→ Exercise task a: List every movie title that the essay on watching movies on TV below mentions by name.

Movies on TV

What is it about movies shown on TV that entrance us, even if it is bad or we have seen it over and over? This crazy phenomenon usually occurs on a weekend afternoon or late at night when, inevitably, there is a pressing task needing attention or the bed is awaiting warm and inviting. After flipping through the channels, frustrated by lack of good programming, suddenly you happen upon a movie that catches your eye. Perhaps you have seen it a handful of times or one of the actors is a favorite, maybe the dialogue caused your ears to perk up. You stop to watch for a few moments.
Suddenly, it is two hours later and you ask yourself how you just suffered through the terrible acting or why you just watched a movie you saw last weekend under the same circumstances. My movie viewing black holes fall into two categories, the familiar movie watched multiple times or movies I have not seen before but are so bad I question how I am still watching, commercials and all, as I view the train wreck until the credits role.

The appeal of watching a movie on TV is the ability to turn it off without the guilt of having paid an entrance fee. Yet, we get trapped into the world of the characters, even if we know the outcome from multiple viewings. I have a list of movies that I have seen too many times to count, but, if it is on the tube, I will watch it and probably, enjoy it! I admit, most are romantic comedies (aka chick flicks), a totally under-rated and over-made fun of genre. How can you not grin when watching When Harry Met Sally for the 18th time? Here are some of my other favorites: The Princess Bride, Music and Lyrics, Two Weeks Notice, Pretty Woman, You’ve Got Mail, Roman Holiday (so old it is black and white) and both Men in Black movies (a TBS favorite, I bet it is on sometime this week). Yes, I can recite the words to most of these movies, but there is something comforting about watching a movie so recognizable, seen throughout the years in a variety of circumstances. No matter how grumpy my mood, I can’t help but smile when Inigo Montoya from The Princess Bride says to Vizzini “You keep using that word. I do not think it means what you think it means” or laugh at the memory of a dial up connection when watching You’ve Got Mail. Viewing a familiar movie transports us back to the time we first saw the movie, to the people we were with, the juncture in our lives. I recall vividly watching The Princess Bride on Betamax tapes with my swimming buddies in high school which is technologically light years behind the viewings I had of Music and Lyrics with my mom on transatlantic flights on our personal screens.

→ Supplied records:
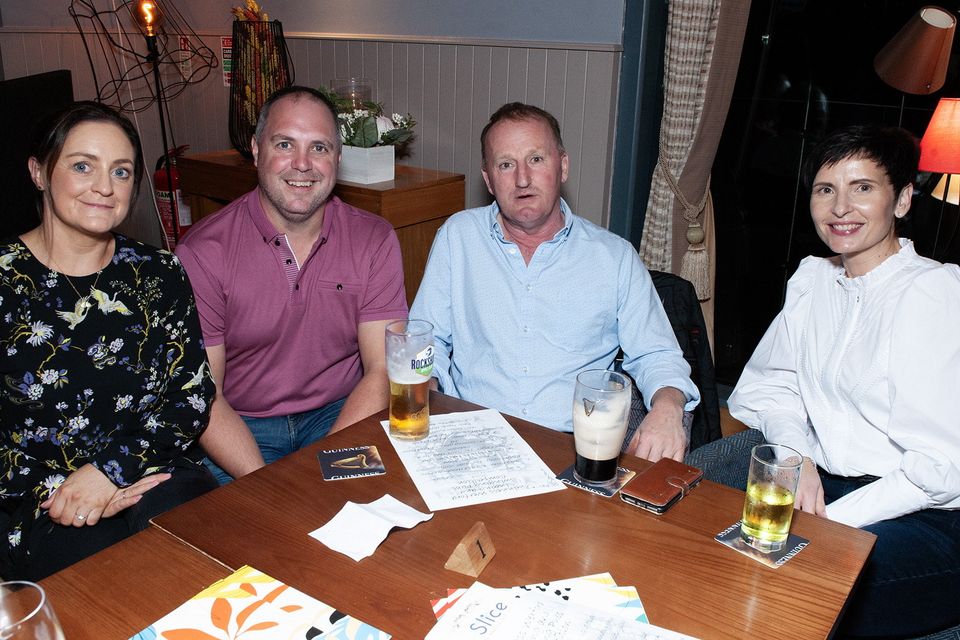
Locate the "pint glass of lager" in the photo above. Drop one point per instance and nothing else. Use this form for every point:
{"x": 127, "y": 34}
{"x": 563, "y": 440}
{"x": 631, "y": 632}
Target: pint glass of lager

→ Exercise task b: Copy the rows above word for word, leaving the picture out.

→ Task solution a: When Harry Met Sally, The Princess Bride, Music and Lyrics, Two Weeks Notice, Pretty Woman, You’ve Got Mail, Roman Holiday, Men in Black

→ Task solution b:
Locate the "pint glass of lager" in the photo above. Drop one point per instance and nothing else. Use this form for every point:
{"x": 127, "y": 34}
{"x": 563, "y": 440}
{"x": 631, "y": 632}
Target: pint glass of lager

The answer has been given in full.